### WHAT IS REQUIRED
According to the biographical passage below on Natalia Janoszek, in which Bollywood production did she make her debut, and in what role?

Natalia Magdalena Janoszek (born June 15, 1990, in Bielsko-Biała) is a Polish actress, film producer, singer and representative of Poland in international beauty contests. She is the winner of the 2018 and 2019 Jharkhand International Film Festival Awards (JIFFA). She made her debut as Aafreen in the Bollywood production Dreamz.

Early life 
Natalia was born in 1990 in Bielsko-Biala, Poland where she completed her early education. After school, she did an international Business Program at the University of Warsaw. From the age of three, she was associated with the "Beskid" Song and Dance Ensemble, and then with the "Bielsko" group, with which she represented Poland at various international festivals. She also attended a Polish Theater in Bielsko. She graduated from Lee Strasberg Theatre and Film Institute and completed her MA in International Business Program at the Faculty of Management at the University of Warsaw.

Career 
At the age of 16, she got the opportunity to take part in the regional contest Miss Poland Teen. Since then, she has represented Poland in 40 international beauty contests, including Miss Peace International 2009, Miss Ocean International 2011, Supermodel International 2012, Swimsuit USA 2012, Tropic Beauty 2013 and Miss Bikini Universe 2013.

### RECORDS

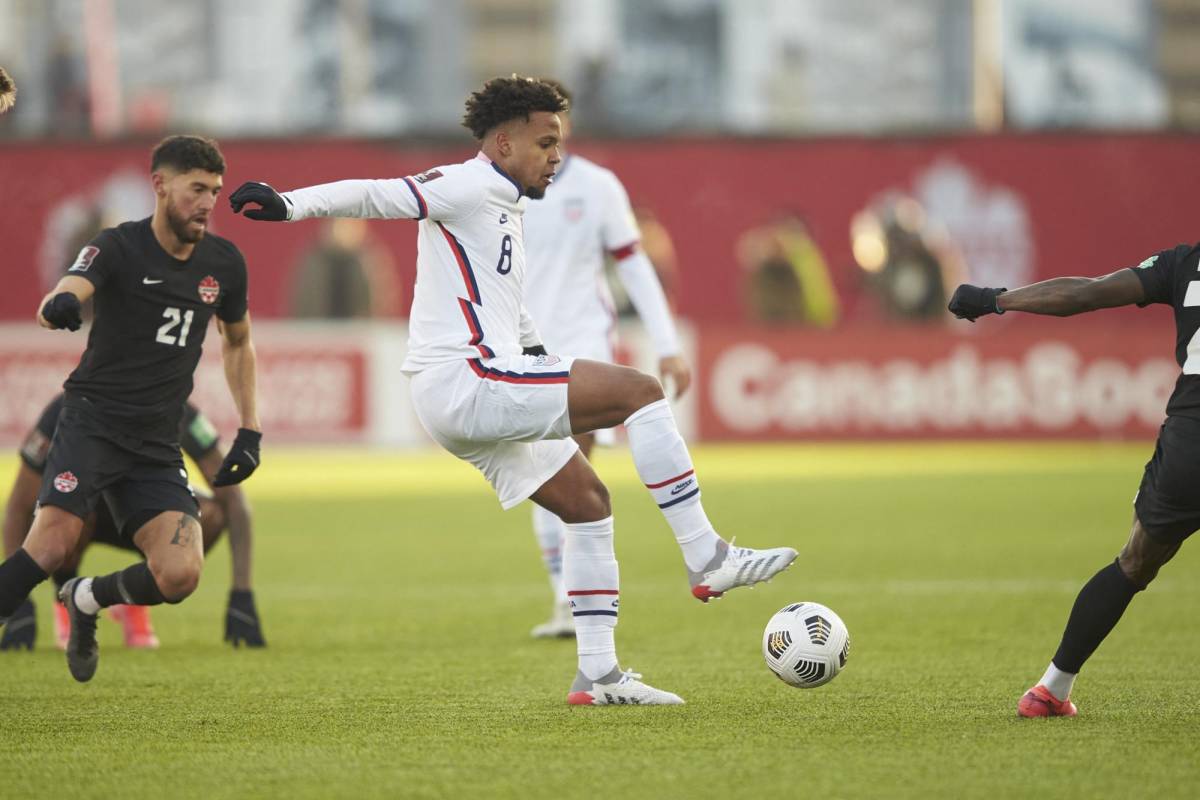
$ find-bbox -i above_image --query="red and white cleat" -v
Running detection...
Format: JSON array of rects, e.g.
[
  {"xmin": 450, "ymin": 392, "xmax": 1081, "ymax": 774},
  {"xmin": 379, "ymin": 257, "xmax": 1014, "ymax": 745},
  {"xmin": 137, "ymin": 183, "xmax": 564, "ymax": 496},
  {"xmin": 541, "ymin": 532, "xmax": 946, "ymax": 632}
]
[
  {"xmin": 108, "ymin": 606, "xmax": 158, "ymax": 650},
  {"xmin": 688, "ymin": 542, "xmax": 796, "ymax": 603},
  {"xmin": 1016, "ymin": 684, "xmax": 1079, "ymax": 718},
  {"xmin": 566, "ymin": 668, "xmax": 683, "ymax": 705},
  {"xmin": 54, "ymin": 599, "xmax": 71, "ymax": 650}
]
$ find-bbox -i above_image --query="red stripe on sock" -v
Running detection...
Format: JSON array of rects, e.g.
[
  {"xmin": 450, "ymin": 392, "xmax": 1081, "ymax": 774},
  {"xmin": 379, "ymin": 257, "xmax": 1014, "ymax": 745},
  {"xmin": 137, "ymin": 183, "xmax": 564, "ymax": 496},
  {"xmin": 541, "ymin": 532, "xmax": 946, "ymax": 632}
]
[{"xmin": 646, "ymin": 469, "xmax": 696, "ymax": 489}]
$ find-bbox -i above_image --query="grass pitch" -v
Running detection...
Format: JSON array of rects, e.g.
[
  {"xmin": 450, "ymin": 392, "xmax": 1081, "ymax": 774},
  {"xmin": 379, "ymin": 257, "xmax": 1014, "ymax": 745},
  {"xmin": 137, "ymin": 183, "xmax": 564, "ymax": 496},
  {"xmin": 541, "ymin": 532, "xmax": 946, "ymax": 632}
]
[{"xmin": 0, "ymin": 444, "xmax": 1200, "ymax": 800}]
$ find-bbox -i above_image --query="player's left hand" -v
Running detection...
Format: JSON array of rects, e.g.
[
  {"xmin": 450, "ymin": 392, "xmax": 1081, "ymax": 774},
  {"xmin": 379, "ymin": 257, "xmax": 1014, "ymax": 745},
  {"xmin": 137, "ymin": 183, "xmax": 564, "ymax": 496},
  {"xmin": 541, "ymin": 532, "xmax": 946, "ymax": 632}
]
[
  {"xmin": 947, "ymin": 283, "xmax": 1008, "ymax": 323},
  {"xmin": 212, "ymin": 428, "xmax": 263, "ymax": 487},
  {"xmin": 224, "ymin": 589, "xmax": 266, "ymax": 648},
  {"xmin": 42, "ymin": 291, "xmax": 83, "ymax": 331},
  {"xmin": 659, "ymin": 355, "xmax": 691, "ymax": 399},
  {"xmin": 229, "ymin": 181, "xmax": 288, "ymax": 222}
]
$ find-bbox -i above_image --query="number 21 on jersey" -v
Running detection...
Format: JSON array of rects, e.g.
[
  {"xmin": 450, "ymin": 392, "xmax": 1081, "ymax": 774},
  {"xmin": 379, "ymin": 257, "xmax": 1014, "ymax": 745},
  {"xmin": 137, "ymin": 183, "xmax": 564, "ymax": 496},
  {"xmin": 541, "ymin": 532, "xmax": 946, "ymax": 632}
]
[{"xmin": 155, "ymin": 307, "xmax": 196, "ymax": 347}]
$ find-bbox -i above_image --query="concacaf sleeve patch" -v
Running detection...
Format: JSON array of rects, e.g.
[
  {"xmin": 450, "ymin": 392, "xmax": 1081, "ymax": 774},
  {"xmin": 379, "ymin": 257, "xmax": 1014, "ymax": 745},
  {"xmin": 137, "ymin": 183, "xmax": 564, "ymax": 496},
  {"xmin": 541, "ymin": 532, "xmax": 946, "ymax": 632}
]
[{"xmin": 67, "ymin": 245, "xmax": 100, "ymax": 272}]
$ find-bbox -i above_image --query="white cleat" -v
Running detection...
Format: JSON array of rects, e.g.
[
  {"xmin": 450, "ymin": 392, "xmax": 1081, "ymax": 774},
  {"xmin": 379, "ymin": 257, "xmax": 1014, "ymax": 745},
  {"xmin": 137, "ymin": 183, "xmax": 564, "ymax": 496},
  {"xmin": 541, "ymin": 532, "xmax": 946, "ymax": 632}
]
[
  {"xmin": 688, "ymin": 542, "xmax": 797, "ymax": 603},
  {"xmin": 529, "ymin": 602, "xmax": 575, "ymax": 639},
  {"xmin": 566, "ymin": 667, "xmax": 683, "ymax": 705}
]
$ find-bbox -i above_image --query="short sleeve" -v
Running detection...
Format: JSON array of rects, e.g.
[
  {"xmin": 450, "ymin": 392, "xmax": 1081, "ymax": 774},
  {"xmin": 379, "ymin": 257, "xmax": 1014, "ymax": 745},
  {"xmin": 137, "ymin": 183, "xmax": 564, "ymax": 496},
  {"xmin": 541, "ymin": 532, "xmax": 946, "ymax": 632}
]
[
  {"xmin": 600, "ymin": 170, "xmax": 642, "ymax": 258},
  {"xmin": 217, "ymin": 247, "xmax": 250, "ymax": 323},
  {"xmin": 19, "ymin": 395, "xmax": 62, "ymax": 474},
  {"xmin": 403, "ymin": 167, "xmax": 484, "ymax": 222},
  {"xmin": 179, "ymin": 403, "xmax": 220, "ymax": 462},
  {"xmin": 66, "ymin": 229, "xmax": 120, "ymax": 289},
  {"xmin": 1133, "ymin": 247, "xmax": 1180, "ymax": 306}
]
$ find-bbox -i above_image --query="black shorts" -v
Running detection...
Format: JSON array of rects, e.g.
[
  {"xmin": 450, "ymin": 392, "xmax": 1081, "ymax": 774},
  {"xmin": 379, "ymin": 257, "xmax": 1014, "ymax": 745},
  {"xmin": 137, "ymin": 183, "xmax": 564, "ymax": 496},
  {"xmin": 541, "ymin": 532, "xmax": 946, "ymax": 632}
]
[
  {"xmin": 1133, "ymin": 416, "xmax": 1200, "ymax": 545},
  {"xmin": 37, "ymin": 407, "xmax": 200, "ymax": 536}
]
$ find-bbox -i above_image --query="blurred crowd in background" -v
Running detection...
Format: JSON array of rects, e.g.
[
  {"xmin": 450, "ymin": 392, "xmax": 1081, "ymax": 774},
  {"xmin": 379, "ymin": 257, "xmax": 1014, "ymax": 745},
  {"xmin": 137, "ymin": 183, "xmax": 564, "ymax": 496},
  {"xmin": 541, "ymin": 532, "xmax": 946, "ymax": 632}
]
[{"xmin": 0, "ymin": 0, "xmax": 1200, "ymax": 137}]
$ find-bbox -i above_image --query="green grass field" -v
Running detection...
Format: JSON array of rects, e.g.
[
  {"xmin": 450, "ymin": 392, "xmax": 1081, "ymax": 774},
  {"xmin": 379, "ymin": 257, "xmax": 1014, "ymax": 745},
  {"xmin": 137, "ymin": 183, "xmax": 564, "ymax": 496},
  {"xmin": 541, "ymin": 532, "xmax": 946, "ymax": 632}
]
[{"xmin": 0, "ymin": 444, "xmax": 1200, "ymax": 800}]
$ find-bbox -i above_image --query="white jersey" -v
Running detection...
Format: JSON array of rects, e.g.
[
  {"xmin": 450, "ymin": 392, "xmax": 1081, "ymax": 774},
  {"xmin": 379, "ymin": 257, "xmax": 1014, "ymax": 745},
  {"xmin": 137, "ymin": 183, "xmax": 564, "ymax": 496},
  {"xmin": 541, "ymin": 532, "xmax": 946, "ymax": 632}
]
[
  {"xmin": 524, "ymin": 155, "xmax": 679, "ymax": 357},
  {"xmin": 283, "ymin": 154, "xmax": 541, "ymax": 373}
]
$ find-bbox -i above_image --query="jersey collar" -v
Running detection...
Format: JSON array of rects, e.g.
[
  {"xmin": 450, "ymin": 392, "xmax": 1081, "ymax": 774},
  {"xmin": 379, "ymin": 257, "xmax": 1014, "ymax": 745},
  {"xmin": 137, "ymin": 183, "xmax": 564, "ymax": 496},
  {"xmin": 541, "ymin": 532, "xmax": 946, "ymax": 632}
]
[{"xmin": 475, "ymin": 150, "xmax": 524, "ymax": 200}]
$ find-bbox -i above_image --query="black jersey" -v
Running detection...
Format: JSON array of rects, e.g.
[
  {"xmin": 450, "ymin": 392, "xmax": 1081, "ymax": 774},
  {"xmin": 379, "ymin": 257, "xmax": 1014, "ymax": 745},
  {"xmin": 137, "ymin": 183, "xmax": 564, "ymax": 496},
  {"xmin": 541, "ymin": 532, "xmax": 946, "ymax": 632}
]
[
  {"xmin": 64, "ymin": 218, "xmax": 246, "ymax": 443},
  {"xmin": 1133, "ymin": 245, "xmax": 1200, "ymax": 420},
  {"xmin": 19, "ymin": 395, "xmax": 220, "ymax": 475}
]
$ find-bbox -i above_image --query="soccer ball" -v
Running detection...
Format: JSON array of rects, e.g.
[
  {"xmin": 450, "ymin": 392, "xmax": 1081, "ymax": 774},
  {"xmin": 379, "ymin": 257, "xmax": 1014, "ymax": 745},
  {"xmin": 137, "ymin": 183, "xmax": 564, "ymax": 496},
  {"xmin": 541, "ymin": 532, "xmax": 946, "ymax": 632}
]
[{"xmin": 762, "ymin": 603, "xmax": 850, "ymax": 688}]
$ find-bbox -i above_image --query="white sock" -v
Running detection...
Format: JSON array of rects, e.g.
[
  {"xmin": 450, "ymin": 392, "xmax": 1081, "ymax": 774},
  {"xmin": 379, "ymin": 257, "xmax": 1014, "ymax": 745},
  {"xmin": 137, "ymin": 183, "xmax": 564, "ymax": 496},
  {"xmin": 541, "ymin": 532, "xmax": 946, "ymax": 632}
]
[
  {"xmin": 625, "ymin": 399, "xmax": 721, "ymax": 572},
  {"xmin": 76, "ymin": 578, "xmax": 100, "ymax": 616},
  {"xmin": 533, "ymin": 503, "xmax": 566, "ymax": 602},
  {"xmin": 563, "ymin": 517, "xmax": 620, "ymax": 680},
  {"xmin": 1038, "ymin": 661, "xmax": 1079, "ymax": 700}
]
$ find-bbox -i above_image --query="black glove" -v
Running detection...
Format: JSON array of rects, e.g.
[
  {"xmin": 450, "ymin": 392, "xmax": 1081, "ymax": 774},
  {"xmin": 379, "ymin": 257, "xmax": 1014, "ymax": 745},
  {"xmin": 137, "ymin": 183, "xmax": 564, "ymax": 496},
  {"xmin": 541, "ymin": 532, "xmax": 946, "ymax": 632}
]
[
  {"xmin": 947, "ymin": 283, "xmax": 1008, "ymax": 323},
  {"xmin": 42, "ymin": 291, "xmax": 83, "ymax": 331},
  {"xmin": 229, "ymin": 181, "xmax": 288, "ymax": 222},
  {"xmin": 212, "ymin": 428, "xmax": 263, "ymax": 486},
  {"xmin": 226, "ymin": 589, "xmax": 266, "ymax": 648},
  {"xmin": 0, "ymin": 599, "xmax": 37, "ymax": 650}
]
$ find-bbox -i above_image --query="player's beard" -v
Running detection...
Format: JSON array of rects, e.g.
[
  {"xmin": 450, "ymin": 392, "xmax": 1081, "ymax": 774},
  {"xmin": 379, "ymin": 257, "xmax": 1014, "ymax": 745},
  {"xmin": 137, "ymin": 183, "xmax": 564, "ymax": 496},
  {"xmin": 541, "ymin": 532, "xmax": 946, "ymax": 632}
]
[{"xmin": 167, "ymin": 201, "xmax": 205, "ymax": 245}]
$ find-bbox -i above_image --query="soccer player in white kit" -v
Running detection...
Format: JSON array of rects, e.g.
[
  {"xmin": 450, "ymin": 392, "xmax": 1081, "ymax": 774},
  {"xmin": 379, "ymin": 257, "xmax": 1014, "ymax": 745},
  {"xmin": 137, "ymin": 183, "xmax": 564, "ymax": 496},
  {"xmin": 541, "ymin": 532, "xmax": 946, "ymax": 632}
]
[
  {"xmin": 229, "ymin": 76, "xmax": 796, "ymax": 705},
  {"xmin": 524, "ymin": 78, "xmax": 709, "ymax": 638}
]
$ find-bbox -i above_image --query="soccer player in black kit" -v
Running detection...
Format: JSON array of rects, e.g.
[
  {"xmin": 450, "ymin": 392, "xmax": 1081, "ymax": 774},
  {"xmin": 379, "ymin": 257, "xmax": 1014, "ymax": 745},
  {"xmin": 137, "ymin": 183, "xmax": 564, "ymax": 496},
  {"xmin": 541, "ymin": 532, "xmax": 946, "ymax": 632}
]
[
  {"xmin": 0, "ymin": 136, "xmax": 262, "ymax": 681},
  {"xmin": 949, "ymin": 245, "xmax": 1200, "ymax": 717}
]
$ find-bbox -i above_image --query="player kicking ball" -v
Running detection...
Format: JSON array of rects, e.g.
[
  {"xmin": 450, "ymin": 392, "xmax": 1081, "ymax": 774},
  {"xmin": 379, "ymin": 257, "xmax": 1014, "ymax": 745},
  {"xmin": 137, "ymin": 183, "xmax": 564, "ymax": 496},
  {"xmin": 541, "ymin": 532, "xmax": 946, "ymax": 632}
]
[
  {"xmin": 229, "ymin": 76, "xmax": 796, "ymax": 705},
  {"xmin": 949, "ymin": 245, "xmax": 1200, "ymax": 717}
]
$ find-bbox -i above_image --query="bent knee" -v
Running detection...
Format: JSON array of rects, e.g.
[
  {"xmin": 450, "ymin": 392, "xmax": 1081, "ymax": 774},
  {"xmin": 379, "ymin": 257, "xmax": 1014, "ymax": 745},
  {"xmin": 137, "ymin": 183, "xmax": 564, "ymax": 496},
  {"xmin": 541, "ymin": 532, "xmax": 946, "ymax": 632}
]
[
  {"xmin": 151, "ymin": 563, "xmax": 200, "ymax": 603},
  {"xmin": 560, "ymin": 480, "xmax": 612, "ymax": 524},
  {"xmin": 629, "ymin": 372, "xmax": 666, "ymax": 414}
]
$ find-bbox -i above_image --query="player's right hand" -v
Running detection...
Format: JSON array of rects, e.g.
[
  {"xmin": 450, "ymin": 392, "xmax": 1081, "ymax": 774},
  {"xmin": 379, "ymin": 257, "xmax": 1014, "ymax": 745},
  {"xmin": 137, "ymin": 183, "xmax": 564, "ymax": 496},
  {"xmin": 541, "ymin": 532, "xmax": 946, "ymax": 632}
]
[
  {"xmin": 229, "ymin": 181, "xmax": 288, "ymax": 222},
  {"xmin": 42, "ymin": 291, "xmax": 83, "ymax": 331},
  {"xmin": 947, "ymin": 283, "xmax": 1008, "ymax": 323},
  {"xmin": 0, "ymin": 597, "xmax": 37, "ymax": 650},
  {"xmin": 226, "ymin": 589, "xmax": 266, "ymax": 648}
]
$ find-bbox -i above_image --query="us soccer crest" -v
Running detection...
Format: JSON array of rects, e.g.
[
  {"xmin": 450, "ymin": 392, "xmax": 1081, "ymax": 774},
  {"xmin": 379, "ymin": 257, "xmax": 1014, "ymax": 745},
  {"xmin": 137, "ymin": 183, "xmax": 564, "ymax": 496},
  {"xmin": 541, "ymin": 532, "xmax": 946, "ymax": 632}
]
[{"xmin": 199, "ymin": 275, "xmax": 221, "ymax": 306}]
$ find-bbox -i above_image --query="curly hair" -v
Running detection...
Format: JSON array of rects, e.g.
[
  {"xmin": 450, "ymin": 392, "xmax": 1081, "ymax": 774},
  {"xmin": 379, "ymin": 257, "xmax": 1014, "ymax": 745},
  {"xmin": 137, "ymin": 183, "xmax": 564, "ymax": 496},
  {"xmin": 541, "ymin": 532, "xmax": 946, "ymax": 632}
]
[
  {"xmin": 150, "ymin": 136, "xmax": 224, "ymax": 175},
  {"xmin": 462, "ymin": 74, "xmax": 568, "ymax": 140},
  {"xmin": 0, "ymin": 67, "xmax": 17, "ymax": 114}
]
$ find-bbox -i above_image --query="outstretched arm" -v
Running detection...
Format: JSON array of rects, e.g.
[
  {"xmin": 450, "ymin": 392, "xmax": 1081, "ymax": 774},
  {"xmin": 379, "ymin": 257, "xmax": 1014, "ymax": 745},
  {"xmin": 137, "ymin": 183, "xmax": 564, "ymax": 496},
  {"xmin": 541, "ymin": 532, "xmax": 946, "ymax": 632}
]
[
  {"xmin": 949, "ymin": 270, "xmax": 1146, "ymax": 321},
  {"xmin": 996, "ymin": 270, "xmax": 1146, "ymax": 317}
]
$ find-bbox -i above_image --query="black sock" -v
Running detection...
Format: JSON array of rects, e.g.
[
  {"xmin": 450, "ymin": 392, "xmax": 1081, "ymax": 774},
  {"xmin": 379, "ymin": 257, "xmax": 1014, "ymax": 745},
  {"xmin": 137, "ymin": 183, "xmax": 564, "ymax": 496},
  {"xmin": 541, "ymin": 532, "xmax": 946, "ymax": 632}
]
[
  {"xmin": 0, "ymin": 547, "xmax": 49, "ymax": 616},
  {"xmin": 50, "ymin": 566, "xmax": 79, "ymax": 589},
  {"xmin": 1054, "ymin": 561, "xmax": 1145, "ymax": 673},
  {"xmin": 91, "ymin": 561, "xmax": 167, "ymax": 608}
]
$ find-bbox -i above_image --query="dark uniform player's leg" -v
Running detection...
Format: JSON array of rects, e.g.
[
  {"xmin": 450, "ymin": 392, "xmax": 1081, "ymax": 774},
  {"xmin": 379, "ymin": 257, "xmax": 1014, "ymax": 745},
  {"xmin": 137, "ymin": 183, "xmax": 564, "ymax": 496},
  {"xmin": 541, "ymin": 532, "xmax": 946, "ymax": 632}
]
[{"xmin": 1022, "ymin": 417, "xmax": 1200, "ymax": 702}]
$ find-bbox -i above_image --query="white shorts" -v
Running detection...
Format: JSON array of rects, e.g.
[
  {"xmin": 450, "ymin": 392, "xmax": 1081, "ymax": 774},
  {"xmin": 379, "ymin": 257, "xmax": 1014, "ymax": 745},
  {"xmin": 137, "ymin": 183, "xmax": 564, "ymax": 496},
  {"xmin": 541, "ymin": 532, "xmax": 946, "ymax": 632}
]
[{"xmin": 413, "ymin": 355, "xmax": 580, "ymax": 509}]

### SOLUTION TO THIS PROBLEM
She made her debut as Aafreen in the Bollywood production Dreamz.